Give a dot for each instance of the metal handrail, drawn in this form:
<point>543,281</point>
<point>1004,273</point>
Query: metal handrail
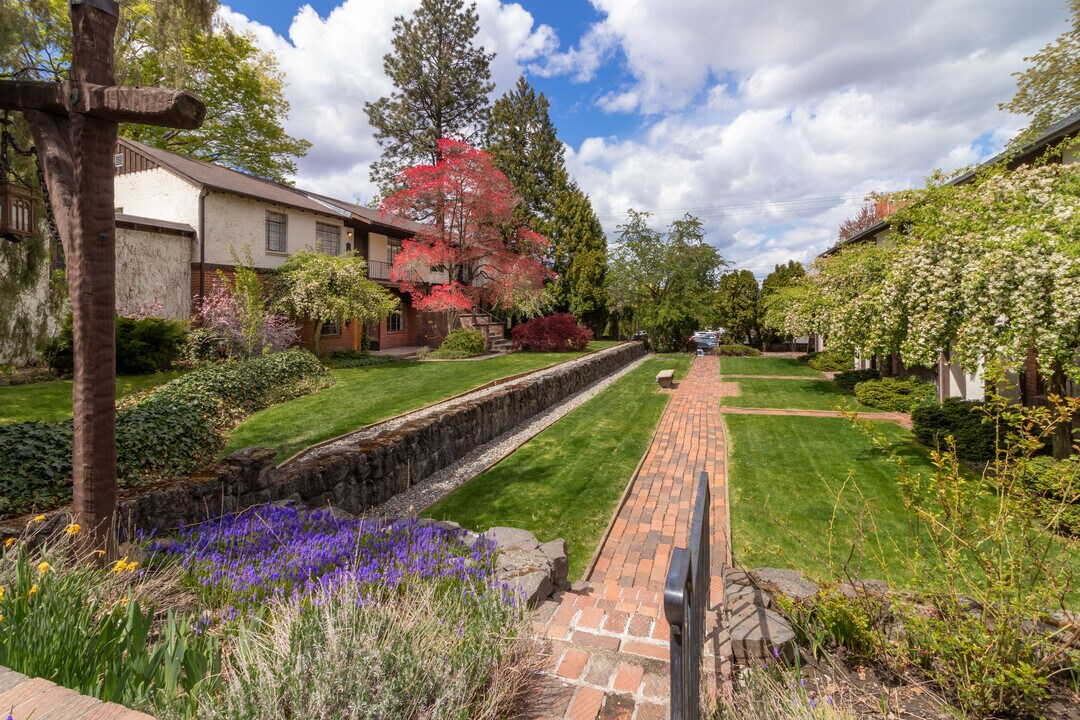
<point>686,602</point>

==

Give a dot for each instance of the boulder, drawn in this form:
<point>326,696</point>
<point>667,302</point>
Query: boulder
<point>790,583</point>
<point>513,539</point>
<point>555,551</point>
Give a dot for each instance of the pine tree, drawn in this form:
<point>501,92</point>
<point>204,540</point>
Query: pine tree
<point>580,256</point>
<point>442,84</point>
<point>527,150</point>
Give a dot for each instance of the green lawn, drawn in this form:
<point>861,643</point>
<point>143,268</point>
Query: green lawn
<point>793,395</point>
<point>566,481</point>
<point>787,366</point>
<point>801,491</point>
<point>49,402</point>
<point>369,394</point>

ABOUT THIS TASK: Lines containing the word "Give" must be found in the data above and copied.

EXERCISE SOLUTION:
Give a dot for each instance of the metal handrail, drawn in this form:
Give a dot for each instance of the boulder, drawn in this form:
Give a dot for each instance of the pine tree, drawn in this form:
Give a dot for each instance of the green lawn, drawn in this form:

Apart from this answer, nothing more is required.